# 阅读材料
- - -

在无人驾驶项目中,
实现交通标志识别是一项重要工作。本文以德国交通标志数据集为训练对象,
采用深度神经网络LeNet架构处理图像,实现交通标志识别。具体处理过程包括包括:
探索和可视化数据集
数据预处理
构建、训练和测试模型架构
采用该模型对新图片进行预测
分析新图片的softmax概率
下载数据 "traffic-signs-data.zip"
读取文件" train.p" and "test.p"
import pickle
training_file = '../traffic-signs-data/train.p'
testing_file = '../traffic-signs-data/test.p'
with open(training_file, mode='rb') as f:train = pickle.load(f)
with open(testing_file, mode='rb') as f:test = pickle.load(f)
X_train, y_train = train['features'], train['labels']
X_test, y_test = test['features'], test['labels']
分析数据集中训练集数量,测试集数量,图片特征以及分类数量。
n_train = X_train.shape[0]
# TODO: Number of testing examples.

- - -

# 数据行
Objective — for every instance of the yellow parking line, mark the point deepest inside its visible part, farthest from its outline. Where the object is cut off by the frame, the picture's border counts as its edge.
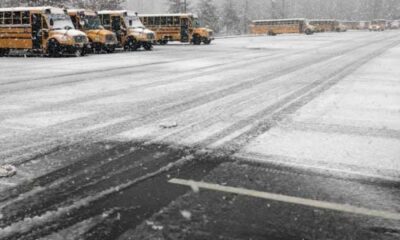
(289, 199)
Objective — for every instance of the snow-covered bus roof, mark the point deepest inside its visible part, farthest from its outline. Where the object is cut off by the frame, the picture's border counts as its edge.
(81, 10)
(38, 9)
(322, 20)
(166, 15)
(128, 13)
(278, 20)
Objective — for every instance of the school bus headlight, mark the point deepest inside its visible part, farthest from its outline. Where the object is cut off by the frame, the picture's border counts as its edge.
(66, 39)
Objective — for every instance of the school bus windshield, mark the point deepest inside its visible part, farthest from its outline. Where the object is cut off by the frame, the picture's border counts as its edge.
(133, 22)
(197, 23)
(61, 21)
(92, 22)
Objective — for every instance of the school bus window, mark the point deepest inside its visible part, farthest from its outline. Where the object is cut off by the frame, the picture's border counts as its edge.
(16, 17)
(169, 21)
(7, 18)
(176, 21)
(144, 20)
(25, 18)
(45, 26)
(163, 21)
(106, 20)
(151, 21)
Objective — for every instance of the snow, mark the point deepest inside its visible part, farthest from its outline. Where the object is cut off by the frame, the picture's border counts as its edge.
(215, 94)
(364, 112)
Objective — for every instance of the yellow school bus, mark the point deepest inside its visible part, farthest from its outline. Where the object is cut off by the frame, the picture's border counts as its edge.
(324, 25)
(378, 25)
(181, 27)
(89, 22)
(130, 31)
(279, 26)
(40, 29)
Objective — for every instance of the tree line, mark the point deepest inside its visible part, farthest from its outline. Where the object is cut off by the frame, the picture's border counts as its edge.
(234, 16)
(89, 4)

- - -

把上方阅读材料的全文逐字誊写出来,不做任何改动。

在无人驾驶项目中,
实现交通标志识别是一项重要工作。本文以德国交通标志数据集为训练对象,
采用深度神经网络LeNet架构处理图像,实现交通标志识别。具体处理过程包括包括:
探索和可视化数据集
数据预处理
构建、训练和测试模型架构
采用该模型对新图片进行预测
分析新图片的softmax概率
下载数据 "traffic-signs-data.zip"
读取文件" train.p" and "test.p"
import pickle
training_file = '../traffic-signs-data/train.p'
testing_file = '../traffic-signs-data/test.p'
with open(training_file, mode='rb') as f:train = pickle.load(f)
with open(testing_file, mode='rb') as f:test = pickle.load(f)
X_train, y_train = train['features'], train['labels']
X_test, y_test = test['features'], test['labels']
分析数据集中训练集数量,测试集数量,图片特征以及分类数量。
n_train = X_train.shape[0]
# TODO: Number of testing examples.